Or was it the first (second, third…) time I had to go back into the office after March 2020? We were sent home to work remotely for "two weeks,” a stint that has somehow stretched into six years. I remember wandering the vacant office spaces where I used to gather with coworkers every day, watching the desk where I spent forty hours a week for four years slowly get dismantled. Just motion-censored fluorescent lights and silence.

But my surroundings took an even more surreal turn when I decided to move out to Western Mass in 2023 to reset my life once again. Responding to Craigslist ads for cheap studios and one-bedroom “loft” apartments, brokers and landlords tried to convince me to dwell in oddly shaped rooms tucked above commercial businesses in downtown Northampton.

I picked the most livable space out of them (read: the one with the fewest ladders to nowhere) and moved in. Since then, I feel like my life in Northampton, much like my physical surroundings, has only become more uncanny.

Maybe it’s all the mill buildings. Nearly every time I sign up for a workshop, a yoga class, or just go looking for some vegan pizza, I find myself in labyrinthine, half-finished buildings, staring down long corridors with too many doors.

And sometimes, when I go to art shows and performances in Western Mass, things look like this…

And sometimes, when I go to a co-working space, a bookstore, a comic shop, or even just a regular doctor's appointment, things look like this…

In Western Mass, the liminal spaces aren’t just limited to indoors…

Especially not when some of the college campuses, like UMass Amherst, look like this…

Education occurs here.

Three years into living in Western Mass, I often wonder why it still feels so odd out here. The vacant spaces. The poor signage. The environments that constantly make me ask, “What?” and “Where am I?” and “This makes no sense!”

Is it the free-spirited, “anything goes” vibe of the Valley? Is it the lingering effects of pandemic closures and economic struggles? Is it the million dispensaries, and everyone is just high? Maybe it’s the influence of the Five Colleges. The transience, the queerness, the in-between-ness of being tucked between mountains. I think all of these things pool together to create the overall liminal feeling of the Valley.

> [Tasks to complete]:
1) According to the Western Mass passage, in what year did the writer move there?
2) Please extend the Western Mass passage, starting after its final sentence.

> [Dataset entries]:

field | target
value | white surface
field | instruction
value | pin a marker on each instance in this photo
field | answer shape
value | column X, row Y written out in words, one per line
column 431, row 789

> [Written responses]:
1) 2023

2)
I’m finding it hard to feel settled at home here. Yet, I also find a sort of nostalgic comfort that liminal spaces like the Backrooms provide. It’s in the fact that Friendly’s still exists out here (I thought they all went bankrupt!) and I can order a clown cone, or that the outside of the Holyoke Mall looks like it’s frozen in 1986.

In Backrooms, when Clark first discovers the secret area behind his furniture store, he keeps walking forward into that unsettling, yellowed place, trying to make sense of it. What is it? Why is it here? Why is he here? He starts mapping it all out, trying to find its limits.

I feel a similar, “what’s around the corner” thrill here in Western Mass. I can walk down the street and see something I’ve never encountered before—a new piece of strange graffiti, a flyer for a pelvic wellbeing retreat, an abandoned bus, or a secret party in the basement of a pizza place—and end up somewhere entirely unexpected, for better or worse.

In my Google Photos search for liminal space photos, this picture from inside my own Northampton apartment also turned up in the results:

I think that’s me under that sheet, testing out a Halloween costume, but I’m not one hundred percent sure. I might have just been the one who took the photo.

There’s a scene in Backrooms where the camera pans down through layers of space. We watch a childhood living room get increasingly surreal and distorted until there is nothing left but a void. It suggests that perhaps the Backrooms are just the manifestations of deconstructed memories. The way spaces warp as time moves on and the details begin to fade.

The more time passes since I got vaccinated in an abandoned Sears, or since I was sent home from the office for "two weeks,” or since I ran away into this uncanny Valley, the more my mind distorts the details. I think I take these liminal photos just to remember how strange it all felt and still feels.

So, as unsettled and lost as I continue to feel, maybe I do belong here, caught in the liminal in-between of Western Mass. Time will tell.